**Position identification lines:**
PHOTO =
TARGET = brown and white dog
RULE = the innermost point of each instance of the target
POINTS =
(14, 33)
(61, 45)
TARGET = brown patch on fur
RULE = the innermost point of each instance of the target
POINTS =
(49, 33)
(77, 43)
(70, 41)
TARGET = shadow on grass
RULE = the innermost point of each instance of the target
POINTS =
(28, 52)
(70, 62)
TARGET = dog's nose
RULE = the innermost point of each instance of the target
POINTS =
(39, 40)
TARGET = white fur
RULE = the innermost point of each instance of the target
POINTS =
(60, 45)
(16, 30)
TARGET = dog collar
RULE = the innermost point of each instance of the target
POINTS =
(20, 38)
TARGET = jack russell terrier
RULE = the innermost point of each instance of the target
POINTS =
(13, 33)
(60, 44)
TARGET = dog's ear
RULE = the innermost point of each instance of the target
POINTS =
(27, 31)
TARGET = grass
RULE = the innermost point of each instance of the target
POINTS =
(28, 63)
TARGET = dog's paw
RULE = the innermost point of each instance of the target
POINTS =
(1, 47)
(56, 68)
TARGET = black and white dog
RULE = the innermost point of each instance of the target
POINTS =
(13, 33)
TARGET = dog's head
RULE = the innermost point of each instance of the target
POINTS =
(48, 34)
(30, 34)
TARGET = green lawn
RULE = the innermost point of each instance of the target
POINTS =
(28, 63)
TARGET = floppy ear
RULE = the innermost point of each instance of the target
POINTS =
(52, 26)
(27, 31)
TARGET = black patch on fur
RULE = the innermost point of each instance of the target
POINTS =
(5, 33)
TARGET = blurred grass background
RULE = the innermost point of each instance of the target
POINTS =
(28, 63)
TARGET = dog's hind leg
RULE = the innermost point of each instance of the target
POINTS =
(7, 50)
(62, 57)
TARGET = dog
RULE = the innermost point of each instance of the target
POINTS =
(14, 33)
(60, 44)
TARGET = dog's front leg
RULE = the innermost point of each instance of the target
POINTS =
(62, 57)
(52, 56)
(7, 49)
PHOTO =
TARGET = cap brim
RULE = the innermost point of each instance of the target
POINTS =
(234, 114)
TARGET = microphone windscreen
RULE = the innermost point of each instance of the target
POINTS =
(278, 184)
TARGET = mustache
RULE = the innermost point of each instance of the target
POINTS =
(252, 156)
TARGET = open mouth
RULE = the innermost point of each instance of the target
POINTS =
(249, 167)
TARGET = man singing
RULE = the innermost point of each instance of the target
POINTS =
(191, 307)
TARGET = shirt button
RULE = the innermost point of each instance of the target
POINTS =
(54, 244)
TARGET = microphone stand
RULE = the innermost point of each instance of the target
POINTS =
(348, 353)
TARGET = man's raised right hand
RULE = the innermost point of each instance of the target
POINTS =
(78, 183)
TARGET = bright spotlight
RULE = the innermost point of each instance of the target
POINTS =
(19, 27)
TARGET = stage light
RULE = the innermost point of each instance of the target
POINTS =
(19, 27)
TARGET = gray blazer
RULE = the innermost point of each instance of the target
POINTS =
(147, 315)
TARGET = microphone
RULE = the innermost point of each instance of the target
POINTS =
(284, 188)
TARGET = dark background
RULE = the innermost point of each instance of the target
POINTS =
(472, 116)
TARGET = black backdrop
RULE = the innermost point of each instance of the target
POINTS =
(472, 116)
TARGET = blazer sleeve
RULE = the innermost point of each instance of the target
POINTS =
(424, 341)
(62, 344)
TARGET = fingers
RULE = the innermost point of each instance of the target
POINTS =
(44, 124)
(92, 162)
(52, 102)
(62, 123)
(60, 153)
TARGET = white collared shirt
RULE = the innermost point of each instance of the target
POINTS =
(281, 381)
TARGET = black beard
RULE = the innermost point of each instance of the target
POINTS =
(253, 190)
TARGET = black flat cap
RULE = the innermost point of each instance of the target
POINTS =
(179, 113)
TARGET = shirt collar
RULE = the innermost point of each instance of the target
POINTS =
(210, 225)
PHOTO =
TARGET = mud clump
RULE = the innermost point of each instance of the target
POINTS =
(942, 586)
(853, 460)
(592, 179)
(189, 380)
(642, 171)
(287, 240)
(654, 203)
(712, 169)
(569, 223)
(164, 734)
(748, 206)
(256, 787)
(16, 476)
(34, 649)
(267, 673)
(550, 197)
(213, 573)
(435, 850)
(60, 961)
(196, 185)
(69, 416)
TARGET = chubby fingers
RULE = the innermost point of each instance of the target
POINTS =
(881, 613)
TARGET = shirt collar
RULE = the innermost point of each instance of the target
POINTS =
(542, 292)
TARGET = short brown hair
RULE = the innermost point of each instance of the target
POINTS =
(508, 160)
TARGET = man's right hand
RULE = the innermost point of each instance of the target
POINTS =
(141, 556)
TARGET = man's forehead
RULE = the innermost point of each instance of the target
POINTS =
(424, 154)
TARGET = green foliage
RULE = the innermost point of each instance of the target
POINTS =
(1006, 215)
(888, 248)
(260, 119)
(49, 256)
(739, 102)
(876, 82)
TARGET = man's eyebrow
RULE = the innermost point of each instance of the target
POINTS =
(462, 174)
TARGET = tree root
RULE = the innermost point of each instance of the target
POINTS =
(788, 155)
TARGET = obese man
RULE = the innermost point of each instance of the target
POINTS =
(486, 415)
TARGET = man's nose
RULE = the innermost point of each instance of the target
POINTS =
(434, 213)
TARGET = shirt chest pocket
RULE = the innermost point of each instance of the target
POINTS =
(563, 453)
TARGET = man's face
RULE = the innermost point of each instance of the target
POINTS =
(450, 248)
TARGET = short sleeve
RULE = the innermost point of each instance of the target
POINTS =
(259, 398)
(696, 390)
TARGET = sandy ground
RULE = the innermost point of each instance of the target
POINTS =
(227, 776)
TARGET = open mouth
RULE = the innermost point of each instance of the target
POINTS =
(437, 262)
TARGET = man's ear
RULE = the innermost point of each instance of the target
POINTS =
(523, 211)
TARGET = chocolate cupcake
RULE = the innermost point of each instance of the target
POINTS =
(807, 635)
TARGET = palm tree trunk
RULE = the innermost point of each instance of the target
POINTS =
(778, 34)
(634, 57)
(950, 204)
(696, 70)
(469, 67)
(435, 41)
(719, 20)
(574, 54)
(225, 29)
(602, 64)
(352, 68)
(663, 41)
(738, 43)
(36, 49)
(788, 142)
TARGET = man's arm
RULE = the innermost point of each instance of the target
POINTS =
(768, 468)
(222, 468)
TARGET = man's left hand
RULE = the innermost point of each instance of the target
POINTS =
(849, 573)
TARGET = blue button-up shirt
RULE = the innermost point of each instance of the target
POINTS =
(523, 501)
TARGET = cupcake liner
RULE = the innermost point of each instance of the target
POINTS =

**Problem statement:**
Copy these lines word for word.

**Exercise response:**
PHOTO =
TARGET = brown and white dog
RULE = the innermost point of each instance of the target
POINTS =
(14, 33)
(61, 45)
TARGET = brown patch on fur
RULE = the innermost point of each instance of the target
POINTS =
(49, 33)
(77, 43)
(70, 41)
TARGET = shadow on grass
RULE = the innermost point of each instance of the target
POINTS =
(28, 52)
(70, 62)
TARGET = dog's nose
RULE = the innermost point of each instance of the target
POINTS =
(39, 40)
TARGET = white fur
RULE = the innermost point of each instance of the target
POINTS =
(60, 45)
(16, 30)
TARGET = dog collar
RULE = the innermost point of each instance of the target
POINTS =
(20, 38)
TARGET = jack russell terrier
RULE = the innermost point of each instance of the target
POINTS =
(13, 33)
(60, 44)
TARGET = dog's ear
RULE = the innermost point of each instance of the target
POINTS =
(27, 31)
TARGET = grass
RULE = the innermost point of each instance of the target
POINTS =
(28, 63)
TARGET = dog's paw
RULE = the innermost point of each instance of the target
POINTS =
(1, 47)
(56, 68)
TARGET = black and white dog
RULE = the innermost point of each instance of the target
POINTS =
(13, 33)
TARGET = dog's head
RULE = the innermost point of each instance of the target
POINTS =
(48, 34)
(30, 34)
TARGET = green lawn
RULE = the innermost point of each instance of the target
POINTS =
(28, 63)
TARGET = floppy ear
RULE = the innermost point of each instance of the target
POINTS =
(52, 26)
(27, 31)
TARGET = black patch on fur
RULE = the innermost point of each instance of the target
POINTS =
(5, 33)
TARGET = blurred grass background
RULE = the innermost point of each instance of the target
POINTS =
(28, 63)
TARGET = dog's hind leg
RULE = the innermost point of each instance of the target
POINTS =
(7, 50)
(62, 57)
TARGET = dog
RULE = the innermost point of each instance of the target
POINTS =
(14, 33)
(60, 44)
TARGET = dog's front leg
RULE = the innermost point of each instance of the target
POINTS =
(62, 57)
(52, 56)
(7, 49)
PHOTO =
TARGET = cap brim
RULE = the innermost point of each instance of the target
POINTS =
(234, 114)
TARGET = microphone windscreen
RULE = the innermost point of each instance of the target
POINTS =
(278, 184)
TARGET = mustache
RULE = the innermost point of each instance of the target
POINTS =
(252, 156)
TARGET = open mouth
RULE = the innermost point of each instance of the target
POINTS =
(249, 167)
TARGET = man singing
RULE = the innermost point of each instance of the target
POINTS =
(191, 307)
TARGET = shirt button
RULE = the innermost point of each instance of the target
POINTS =
(54, 244)
TARGET = microphone stand
RULE = the innermost point of each instance of the target
POINTS =
(348, 353)
TARGET = man's raised right hand
RULE = the innermost point of each instance of the target
POINTS =
(78, 183)
TARGET = bright spotlight
RULE = the innermost point of each instance of the target
POINTS =
(19, 27)
TARGET = stage light
RULE = the innermost point of each instance of the target
POINTS =
(19, 27)
TARGET = gray blazer
RULE = the innermost point of each instance of the target
POINTS =
(147, 315)
TARGET = microphone
RULE = the innermost point of each instance of the target
POINTS =
(284, 188)
TARGET = dark background
RULE = the innermost point of each instance of the target
POINTS =
(472, 116)
TARGET = black backdrop
RULE = the innermost point of each instance of the target
POINTS =
(472, 116)
TARGET = blazer sleeve
RULE = the innermost point of each instance of the target
POINTS =
(424, 341)
(62, 344)
TARGET = fingers
RULE = the innermost point of each instance of the target
POINTS =
(44, 124)
(92, 162)
(52, 102)
(62, 123)
(60, 153)
TARGET = white collared shirt
RULE = the innermost point of each instance of the target
POINTS =
(281, 381)
TARGET = black beard
RULE = the innermost point of each instance of the target
POINTS =
(253, 190)
TARGET = black flat cap
RULE = the innermost point of each instance of the target
POINTS =
(179, 113)
TARGET = shirt collar
RULE = the innermost point of each instance of the target
POINTS =
(210, 225)
PHOTO =
TARGET = mud clump
RULE = the innermost point of each instance of the target
POINTS =
(942, 586)
(853, 460)
(592, 179)
(189, 380)
(642, 171)
(287, 240)
(654, 203)
(712, 169)
(569, 223)
(164, 734)
(748, 206)
(256, 787)
(16, 476)
(34, 649)
(267, 673)
(550, 197)
(213, 573)
(435, 850)
(60, 961)
(196, 185)
(69, 416)
TARGET = chubby fingers
RULE = the innermost point of each instance of the target
POINTS =
(881, 613)
TARGET = shirt collar
RULE = the innermost point of each instance of the target
POINTS =
(542, 292)
TARGET = short brown hair
RULE = the innermost point of each instance of the target
POINTS =
(508, 160)
TARGET = man's right hand
RULE = the innermost point of each instance of the target
POINTS =
(141, 556)
TARGET = man's forehead
RULE = the innermost point of each instance of the target
POINTS =
(424, 154)
TARGET = green foliage
RULE = the innermost point of each instance of the target
POINTS =
(1006, 215)
(888, 248)
(260, 119)
(49, 256)
(739, 102)
(876, 82)
TARGET = man's eyebrow
RULE = the innermost point of each instance of the target
POINTS =
(462, 174)
TARGET = tree root
RULE = the innermost point of each instance of the target
POINTS =
(788, 155)
TARGET = obese man
RULE = the innermost point of each instance of the target
POINTS =
(486, 415)
TARGET = man's nose
RULE = the innermost point of each instance of the target
POINTS =
(434, 213)
TARGET = shirt chest pocket
RULE = the innermost point of each instance of the target
POINTS =
(563, 453)
TARGET = man's face
RULE = the innermost point of each instance of the target
POINTS =
(450, 248)
TARGET = short sleeve
RULE = the innermost point of each instance of the target
POINTS =
(259, 398)
(696, 390)
TARGET = sandy ground
RULE = the innermost point of each instance of the target
POINTS =
(227, 776)
TARGET = open mouth
RULE = the innermost point of each instance of the target
POINTS =
(437, 262)
TARGET = man's ear
RULE = the innermost point of each instance of the target
POINTS =
(523, 211)
TARGET = chocolate cupcake
RULE = the innermost point of each instance of the target
POINTS =
(807, 635)
TARGET = palm tree trunk
RULE = the innermost point of each instance of the target
POINTS =
(778, 34)
(634, 57)
(950, 204)
(696, 70)
(469, 67)
(435, 41)
(719, 20)
(574, 54)
(225, 29)
(602, 64)
(352, 68)
(663, 41)
(738, 43)
(36, 49)
(788, 142)
TARGET = man's arm
RULE = the innermost point of each instance of the target
POINTS =
(768, 468)
(222, 468)
TARGET = man's left hand
RULE = the innermost point of each instance of the target
POINTS =
(849, 573)
TARGET = blue button-up shirt
RULE = the innermost point of each instance of the target
POINTS =
(523, 501)
TARGET = cupcake liner
RULE = the innermost point of each instance of the target
POINTS =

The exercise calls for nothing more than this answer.